What is required
Extract every line in the rows below that contains the string "sunrise". Case counts, so include only lines where it appears with the same capitalization.

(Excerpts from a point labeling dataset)
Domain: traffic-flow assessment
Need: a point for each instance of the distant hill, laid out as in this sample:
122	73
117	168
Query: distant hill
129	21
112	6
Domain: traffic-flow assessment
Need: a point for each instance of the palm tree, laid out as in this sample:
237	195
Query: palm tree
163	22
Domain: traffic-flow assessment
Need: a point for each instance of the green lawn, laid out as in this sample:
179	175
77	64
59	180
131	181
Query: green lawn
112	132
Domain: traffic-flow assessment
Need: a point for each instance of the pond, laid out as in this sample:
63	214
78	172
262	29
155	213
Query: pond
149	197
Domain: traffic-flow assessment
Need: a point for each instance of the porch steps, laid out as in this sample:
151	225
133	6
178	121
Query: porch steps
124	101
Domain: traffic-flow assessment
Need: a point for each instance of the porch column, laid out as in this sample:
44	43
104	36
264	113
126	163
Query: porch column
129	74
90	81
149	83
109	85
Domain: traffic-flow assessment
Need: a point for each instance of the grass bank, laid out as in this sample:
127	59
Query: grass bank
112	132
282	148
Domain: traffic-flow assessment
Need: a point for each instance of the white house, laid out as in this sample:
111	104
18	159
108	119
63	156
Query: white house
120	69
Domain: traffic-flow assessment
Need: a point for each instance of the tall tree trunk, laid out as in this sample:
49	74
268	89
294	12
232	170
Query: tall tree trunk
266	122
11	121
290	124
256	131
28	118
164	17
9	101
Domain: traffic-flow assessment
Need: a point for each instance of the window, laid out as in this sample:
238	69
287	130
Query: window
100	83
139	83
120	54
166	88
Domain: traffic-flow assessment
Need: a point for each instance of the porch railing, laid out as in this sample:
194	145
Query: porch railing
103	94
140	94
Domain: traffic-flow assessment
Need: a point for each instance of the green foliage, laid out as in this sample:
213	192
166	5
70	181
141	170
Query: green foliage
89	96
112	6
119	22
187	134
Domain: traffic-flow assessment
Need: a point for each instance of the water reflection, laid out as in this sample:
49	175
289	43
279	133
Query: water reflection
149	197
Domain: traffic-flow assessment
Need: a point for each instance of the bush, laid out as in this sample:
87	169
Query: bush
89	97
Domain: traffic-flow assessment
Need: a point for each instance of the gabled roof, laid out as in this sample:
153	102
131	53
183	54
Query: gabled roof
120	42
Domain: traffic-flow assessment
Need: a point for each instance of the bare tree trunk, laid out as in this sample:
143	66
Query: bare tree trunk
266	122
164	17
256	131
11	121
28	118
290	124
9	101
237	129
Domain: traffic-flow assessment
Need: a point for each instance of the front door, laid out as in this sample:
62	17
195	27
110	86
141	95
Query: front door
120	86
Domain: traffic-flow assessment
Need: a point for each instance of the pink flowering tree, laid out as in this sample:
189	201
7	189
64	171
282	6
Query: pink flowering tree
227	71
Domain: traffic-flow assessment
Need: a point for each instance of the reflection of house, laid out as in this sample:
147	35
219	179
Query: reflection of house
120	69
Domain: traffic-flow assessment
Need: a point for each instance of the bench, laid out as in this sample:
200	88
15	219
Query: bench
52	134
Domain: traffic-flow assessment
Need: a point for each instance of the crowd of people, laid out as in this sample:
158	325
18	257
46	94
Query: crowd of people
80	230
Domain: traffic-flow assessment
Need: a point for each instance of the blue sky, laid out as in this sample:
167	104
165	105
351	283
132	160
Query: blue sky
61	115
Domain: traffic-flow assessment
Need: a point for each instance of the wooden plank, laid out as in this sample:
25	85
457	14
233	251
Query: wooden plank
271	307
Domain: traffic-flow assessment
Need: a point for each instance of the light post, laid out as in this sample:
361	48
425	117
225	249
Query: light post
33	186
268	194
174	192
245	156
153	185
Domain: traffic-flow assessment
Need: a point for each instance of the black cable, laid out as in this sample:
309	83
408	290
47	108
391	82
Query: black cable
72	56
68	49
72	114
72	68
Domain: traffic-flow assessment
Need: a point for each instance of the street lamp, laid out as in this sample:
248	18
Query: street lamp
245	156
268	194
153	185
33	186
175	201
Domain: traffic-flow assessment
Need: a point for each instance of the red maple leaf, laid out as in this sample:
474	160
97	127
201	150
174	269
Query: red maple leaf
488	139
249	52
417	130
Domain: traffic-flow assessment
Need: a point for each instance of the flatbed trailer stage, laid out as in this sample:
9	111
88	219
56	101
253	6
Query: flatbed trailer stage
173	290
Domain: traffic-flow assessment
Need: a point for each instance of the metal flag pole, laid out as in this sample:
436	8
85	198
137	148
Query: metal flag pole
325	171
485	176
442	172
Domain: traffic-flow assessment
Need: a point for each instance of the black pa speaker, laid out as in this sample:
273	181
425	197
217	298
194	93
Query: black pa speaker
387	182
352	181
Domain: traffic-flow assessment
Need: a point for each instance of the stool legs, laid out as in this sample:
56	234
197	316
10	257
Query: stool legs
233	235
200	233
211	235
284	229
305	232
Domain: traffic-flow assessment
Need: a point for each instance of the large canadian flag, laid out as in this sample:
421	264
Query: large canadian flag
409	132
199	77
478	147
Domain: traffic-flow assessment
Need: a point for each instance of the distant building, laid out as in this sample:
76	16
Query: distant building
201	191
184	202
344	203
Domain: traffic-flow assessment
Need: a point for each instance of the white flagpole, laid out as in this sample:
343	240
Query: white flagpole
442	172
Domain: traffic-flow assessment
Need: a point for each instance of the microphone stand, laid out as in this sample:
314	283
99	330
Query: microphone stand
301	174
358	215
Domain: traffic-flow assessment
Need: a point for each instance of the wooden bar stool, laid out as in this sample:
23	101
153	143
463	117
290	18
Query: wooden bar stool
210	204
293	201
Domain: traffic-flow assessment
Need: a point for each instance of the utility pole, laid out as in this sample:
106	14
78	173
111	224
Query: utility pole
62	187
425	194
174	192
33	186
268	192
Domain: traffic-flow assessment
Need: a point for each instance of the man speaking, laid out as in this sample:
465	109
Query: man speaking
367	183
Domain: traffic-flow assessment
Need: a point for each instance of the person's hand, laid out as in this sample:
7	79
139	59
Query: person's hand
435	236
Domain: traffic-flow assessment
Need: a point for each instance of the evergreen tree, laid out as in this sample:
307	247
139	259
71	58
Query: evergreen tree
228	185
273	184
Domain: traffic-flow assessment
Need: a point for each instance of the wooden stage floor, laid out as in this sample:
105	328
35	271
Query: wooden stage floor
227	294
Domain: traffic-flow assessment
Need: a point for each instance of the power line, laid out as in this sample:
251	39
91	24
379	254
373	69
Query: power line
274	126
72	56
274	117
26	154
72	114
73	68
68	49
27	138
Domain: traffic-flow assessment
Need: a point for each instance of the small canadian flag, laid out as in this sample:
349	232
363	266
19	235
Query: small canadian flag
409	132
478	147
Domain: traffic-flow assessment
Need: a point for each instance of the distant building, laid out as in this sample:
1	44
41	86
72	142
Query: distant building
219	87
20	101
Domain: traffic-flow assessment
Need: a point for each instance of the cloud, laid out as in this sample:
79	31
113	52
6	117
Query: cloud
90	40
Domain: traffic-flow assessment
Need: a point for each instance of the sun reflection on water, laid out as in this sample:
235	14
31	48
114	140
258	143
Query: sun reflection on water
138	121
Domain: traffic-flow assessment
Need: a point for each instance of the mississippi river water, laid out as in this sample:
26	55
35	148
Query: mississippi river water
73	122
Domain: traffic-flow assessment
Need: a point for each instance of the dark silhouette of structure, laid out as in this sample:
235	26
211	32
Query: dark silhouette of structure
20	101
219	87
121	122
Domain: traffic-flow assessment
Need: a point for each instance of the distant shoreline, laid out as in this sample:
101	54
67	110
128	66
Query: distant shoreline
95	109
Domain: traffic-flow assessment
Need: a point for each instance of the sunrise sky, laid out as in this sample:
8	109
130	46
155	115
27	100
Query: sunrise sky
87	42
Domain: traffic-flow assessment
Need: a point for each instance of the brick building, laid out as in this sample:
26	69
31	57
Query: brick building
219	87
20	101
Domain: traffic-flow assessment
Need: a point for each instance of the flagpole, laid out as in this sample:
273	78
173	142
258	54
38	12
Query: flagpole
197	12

Result of this exercise
Need: a point for each instance of the sunrise sky, laid out as in this sample:
Query: sunrise sky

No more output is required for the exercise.